Source passage:
══════
Editor’s Note: Tech advances risk humanity’s regression

A response by ChatGPT, an AI chatbot developed by OpenAI. Picture: Reuters

A response by ChatGPT, an AI chatbot developed by OpenAI. Picture: Reuters

Published Feb 25, 2023

Share

If you haven’t heard of ChatGPT yet, it’s about time you familiarised yourself with the artificial intelligence phenomenon taking the world by storm.

Defined as a chatbot for online customer care, “it can effectively answer questions, write articles, summarise information, and perform other tasks,” says Analytics Insight.

Tertiary institutions are already quaking at the thought of students using it to write their essays and do assignments and are already having to implement countermeasures. Using ChatGPT is easy: simply give it a few parameters (word count, topic, tone) and ask it to produce a paper. Experiments have shown that using the internet, it can produce results in seconds, which would normally take a student hours or days to reproduce.
══════
Entries shown:
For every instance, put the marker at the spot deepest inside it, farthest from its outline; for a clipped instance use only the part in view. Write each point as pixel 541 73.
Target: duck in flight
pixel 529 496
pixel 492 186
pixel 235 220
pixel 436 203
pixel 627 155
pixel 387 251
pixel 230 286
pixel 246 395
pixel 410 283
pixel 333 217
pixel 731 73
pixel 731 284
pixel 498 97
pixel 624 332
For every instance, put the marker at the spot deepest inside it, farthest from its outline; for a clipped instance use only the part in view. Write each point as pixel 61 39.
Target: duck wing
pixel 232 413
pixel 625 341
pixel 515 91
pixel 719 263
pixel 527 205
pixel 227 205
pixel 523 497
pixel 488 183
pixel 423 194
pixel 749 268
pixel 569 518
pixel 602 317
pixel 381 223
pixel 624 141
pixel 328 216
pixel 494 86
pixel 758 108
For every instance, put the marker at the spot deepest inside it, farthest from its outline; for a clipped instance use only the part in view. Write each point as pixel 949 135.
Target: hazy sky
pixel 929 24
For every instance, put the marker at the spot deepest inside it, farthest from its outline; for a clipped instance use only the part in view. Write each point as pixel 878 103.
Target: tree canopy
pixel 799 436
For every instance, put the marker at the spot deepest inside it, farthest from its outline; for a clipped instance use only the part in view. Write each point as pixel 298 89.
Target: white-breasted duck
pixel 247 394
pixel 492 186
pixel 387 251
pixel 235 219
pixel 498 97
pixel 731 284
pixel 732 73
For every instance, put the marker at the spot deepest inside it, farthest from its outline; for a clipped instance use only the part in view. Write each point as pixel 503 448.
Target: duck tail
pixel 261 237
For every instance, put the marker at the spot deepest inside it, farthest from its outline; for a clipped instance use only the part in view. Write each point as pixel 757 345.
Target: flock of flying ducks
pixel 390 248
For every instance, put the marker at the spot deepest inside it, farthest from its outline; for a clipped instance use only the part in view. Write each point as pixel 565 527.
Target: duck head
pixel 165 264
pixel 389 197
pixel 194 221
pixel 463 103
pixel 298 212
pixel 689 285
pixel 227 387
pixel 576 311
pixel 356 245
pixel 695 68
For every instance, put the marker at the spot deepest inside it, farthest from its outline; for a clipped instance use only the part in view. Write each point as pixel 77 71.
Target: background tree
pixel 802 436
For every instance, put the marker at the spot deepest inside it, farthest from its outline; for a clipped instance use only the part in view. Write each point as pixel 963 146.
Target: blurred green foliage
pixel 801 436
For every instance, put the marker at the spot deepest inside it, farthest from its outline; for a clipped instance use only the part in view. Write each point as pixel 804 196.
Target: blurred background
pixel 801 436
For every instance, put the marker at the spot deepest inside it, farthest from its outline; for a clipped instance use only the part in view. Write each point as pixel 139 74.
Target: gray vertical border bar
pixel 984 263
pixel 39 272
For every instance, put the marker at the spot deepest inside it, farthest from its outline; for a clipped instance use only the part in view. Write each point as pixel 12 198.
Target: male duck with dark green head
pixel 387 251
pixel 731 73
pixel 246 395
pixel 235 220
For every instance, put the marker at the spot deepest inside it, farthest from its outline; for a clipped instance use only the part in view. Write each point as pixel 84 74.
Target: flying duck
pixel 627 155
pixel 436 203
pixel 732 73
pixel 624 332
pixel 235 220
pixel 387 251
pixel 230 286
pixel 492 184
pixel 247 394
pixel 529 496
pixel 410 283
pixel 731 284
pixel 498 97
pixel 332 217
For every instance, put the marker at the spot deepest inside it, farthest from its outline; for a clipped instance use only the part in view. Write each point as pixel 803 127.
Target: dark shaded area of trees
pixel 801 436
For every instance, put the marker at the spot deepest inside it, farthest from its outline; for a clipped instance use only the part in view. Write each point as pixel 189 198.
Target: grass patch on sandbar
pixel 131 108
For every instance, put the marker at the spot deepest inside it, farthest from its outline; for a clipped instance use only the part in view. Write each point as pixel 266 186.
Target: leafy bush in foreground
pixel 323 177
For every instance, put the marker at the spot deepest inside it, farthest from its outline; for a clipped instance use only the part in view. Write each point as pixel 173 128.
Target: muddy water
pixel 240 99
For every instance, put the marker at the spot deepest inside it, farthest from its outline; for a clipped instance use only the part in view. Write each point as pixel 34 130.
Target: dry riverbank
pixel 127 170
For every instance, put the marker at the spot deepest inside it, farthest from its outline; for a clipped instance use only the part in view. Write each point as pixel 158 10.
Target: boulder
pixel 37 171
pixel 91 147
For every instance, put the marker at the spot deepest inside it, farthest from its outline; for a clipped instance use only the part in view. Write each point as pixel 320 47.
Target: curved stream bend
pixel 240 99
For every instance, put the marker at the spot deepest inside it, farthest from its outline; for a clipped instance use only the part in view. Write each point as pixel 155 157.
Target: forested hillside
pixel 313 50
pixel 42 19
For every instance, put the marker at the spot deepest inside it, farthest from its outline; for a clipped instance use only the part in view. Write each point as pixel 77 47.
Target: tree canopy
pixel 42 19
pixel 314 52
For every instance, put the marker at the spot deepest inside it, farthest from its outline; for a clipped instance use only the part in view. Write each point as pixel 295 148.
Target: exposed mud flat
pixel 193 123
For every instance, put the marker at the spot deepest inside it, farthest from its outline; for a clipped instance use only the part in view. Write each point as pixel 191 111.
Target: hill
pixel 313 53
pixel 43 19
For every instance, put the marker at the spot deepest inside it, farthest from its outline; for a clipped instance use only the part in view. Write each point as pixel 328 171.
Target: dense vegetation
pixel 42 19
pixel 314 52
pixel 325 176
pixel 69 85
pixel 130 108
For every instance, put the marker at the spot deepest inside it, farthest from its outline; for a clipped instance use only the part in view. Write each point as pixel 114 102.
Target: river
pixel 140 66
══════
Work instruction:
Reproduce everything in the editor's note on ChatGPT from "If you haven’t" down to "days to reproduce.". None of the lines matter here.

Output for this task:
If you haven’t heard of ChatGPT yet, it’s about time you familiarised yourself with the artificial intelligence phenomenon taking the world by storm.

Defined as a chatbot for online customer care, “it can effectively answer questions, write articles, summarise information, and perform other tasks,” says Analytics Insight.

Tertiary institutions are already quaking at the thought of students using it to write their essays and do assignments and are already having to implement countermeasures. Using ChatGPT is easy: simply give it a few parameters (word count, topic, tone) and ask it to produce a paper. Experiments have shown that using the internet, it can produce results in seconds, which would normally take a student hours or days to reproduce.